◆ EXERCISE PROMPT ◆
Word for word, restate the entries below and exclude every image.

DATA PROVIDED Start Marker

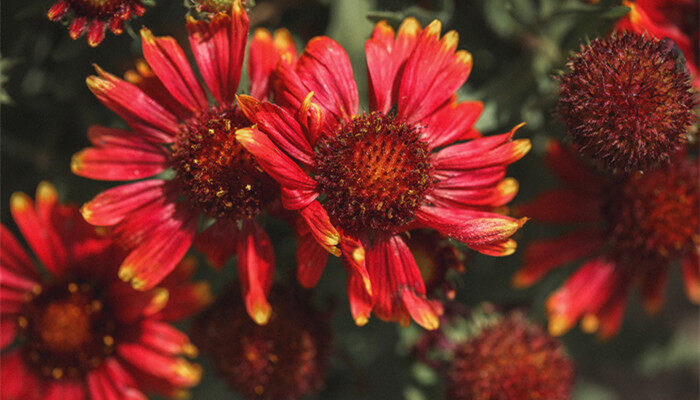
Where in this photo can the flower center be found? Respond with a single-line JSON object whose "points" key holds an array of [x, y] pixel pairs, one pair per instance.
{"points": [[66, 329], [656, 215], [215, 172], [374, 172]]}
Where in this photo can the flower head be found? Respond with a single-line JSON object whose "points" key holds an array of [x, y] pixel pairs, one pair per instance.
{"points": [[666, 19], [626, 103], [510, 358], [82, 332], [361, 180], [629, 230], [95, 16], [286, 359], [174, 127]]}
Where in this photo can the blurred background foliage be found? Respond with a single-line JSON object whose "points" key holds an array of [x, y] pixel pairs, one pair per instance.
{"points": [[518, 48]]}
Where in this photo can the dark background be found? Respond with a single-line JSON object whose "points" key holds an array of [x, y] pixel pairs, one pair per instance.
{"points": [[517, 46]]}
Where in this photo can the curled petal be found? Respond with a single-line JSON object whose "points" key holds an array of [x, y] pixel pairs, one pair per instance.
{"points": [[256, 265], [219, 46]]}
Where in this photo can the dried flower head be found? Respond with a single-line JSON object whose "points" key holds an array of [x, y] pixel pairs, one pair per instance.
{"points": [[95, 16], [286, 359], [626, 102], [510, 359]]}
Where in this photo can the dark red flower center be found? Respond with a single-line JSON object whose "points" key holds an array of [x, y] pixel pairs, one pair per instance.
{"points": [[656, 214], [374, 172], [67, 330], [626, 102], [510, 360], [215, 172]]}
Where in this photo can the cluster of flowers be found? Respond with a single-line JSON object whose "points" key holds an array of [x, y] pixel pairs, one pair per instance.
{"points": [[382, 189]]}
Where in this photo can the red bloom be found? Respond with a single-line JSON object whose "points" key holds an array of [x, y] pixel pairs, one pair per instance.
{"points": [[381, 173], [510, 359], [286, 359], [630, 231], [173, 126], [673, 19], [625, 102], [83, 333], [94, 16]]}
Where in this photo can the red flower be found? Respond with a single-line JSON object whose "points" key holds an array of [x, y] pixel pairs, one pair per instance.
{"points": [[173, 126], [381, 173], [630, 231], [510, 359], [285, 359], [94, 16], [83, 333], [673, 19], [625, 103]]}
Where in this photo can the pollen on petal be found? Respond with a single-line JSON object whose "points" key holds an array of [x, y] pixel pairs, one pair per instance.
{"points": [[46, 192], [409, 27], [434, 28], [19, 202]]}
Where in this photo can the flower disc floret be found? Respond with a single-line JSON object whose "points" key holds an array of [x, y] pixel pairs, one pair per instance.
{"points": [[375, 171], [215, 172]]}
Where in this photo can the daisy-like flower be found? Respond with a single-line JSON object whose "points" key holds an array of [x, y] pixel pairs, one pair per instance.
{"points": [[285, 359], [175, 128], [362, 179], [673, 19], [626, 103], [630, 231], [95, 16], [82, 332]]}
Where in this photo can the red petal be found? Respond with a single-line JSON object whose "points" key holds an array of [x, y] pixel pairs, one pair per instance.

DATA PROVIDED End Marker

◆ WORKED SOLUTION ◆
Where in this photo can the flower center be found? Respond with a single-line JSON object whose "points" key holds an array of [x, y] pixel pairs, one pair per instance.
{"points": [[66, 329], [656, 215], [215, 172], [374, 172]]}
Where in this photo can the flower head be found? Respond with a single-line JSON object whose "points" key holds an array of [x, y] pixel pairs, one pair per instance.
{"points": [[666, 19], [626, 103], [510, 358], [82, 332], [361, 180], [629, 230], [95, 16], [286, 359], [174, 127]]}
Where in this photo can the blurred background foliage be found? Respond with a single-line JSON object whose "points" key holds an array of [x, y] pixel pairs, one pair per instance.
{"points": [[518, 48]]}
Where in this photo can the dark background be found? Respond with a single-line JSON object whose "points" key holds an array of [x, y] pixel pairs, one pair per instance.
{"points": [[517, 46]]}
Where in this photo can the curled petal be found? Respond with a single-line JSON object whose "points" key holds an array of [x, y] pixel pairs, one pair per instance.
{"points": [[256, 265], [219, 46]]}
Where in this photo can the dried flower head be found? Respond with a single-line JSON object whose "points" key holds an array of [x, y] pixel pairs, one pair per instance.
{"points": [[95, 16], [286, 359], [626, 102], [510, 359]]}
Where in this photo can the dark red flower center be found? Respond with a single-line JSON object whose "points" key holds an array of [x, y] pixel pairs, one pair per instance.
{"points": [[656, 214], [374, 172], [67, 330], [626, 102], [510, 360], [215, 172]]}
Where in this photo can the cluster of flowers be found? Respond with a single-line JSON object whose "points" key holds an array of [x, y] pixel pairs, one pair per instance.
{"points": [[382, 189]]}
Where in this photo can the red bloom be found? Respond with a single-line JSON object whose "points" key holds an array of [x, y] pixel pairs, one pair per instance.
{"points": [[381, 173], [510, 359], [286, 359], [630, 231], [173, 126], [673, 19], [625, 102], [83, 333], [94, 16]]}
Where in this photo can the red flower be found? Respond with a single-line JSON object whose "points" key holds an array of [x, y] pixel pairs, one pair per instance.
{"points": [[173, 126], [381, 173], [630, 231], [510, 359], [285, 359], [94, 16], [83, 333], [673, 19], [625, 103]]}
Where in this photo can the pollen on petal be found? Respond with a single-line JSON object whose "points" key holds an array of [x, y] pixel pairs, one pair per instance.
{"points": [[46, 192], [409, 27], [434, 28], [19, 202]]}
Where in this photo can the flower disc floret be found? Respond with a single-line JSON object whose "points" key holds an array of [x, y] pixel pairs, one pair per instance.
{"points": [[375, 171], [215, 172]]}
Where in this photo can the daisy-like flower be found? Respond with a single-line JSON object whose "points" key holds an array of [x, y] pixel pairs, one pair per instance.
{"points": [[285, 359], [175, 128], [362, 179], [673, 19], [626, 103], [630, 231], [95, 16], [82, 332]]}
Where in this photo can the red petal be found? Respond with a single-line JSON object whose "points" key holds an array of [x, y] pixel pairs, one pair per instance.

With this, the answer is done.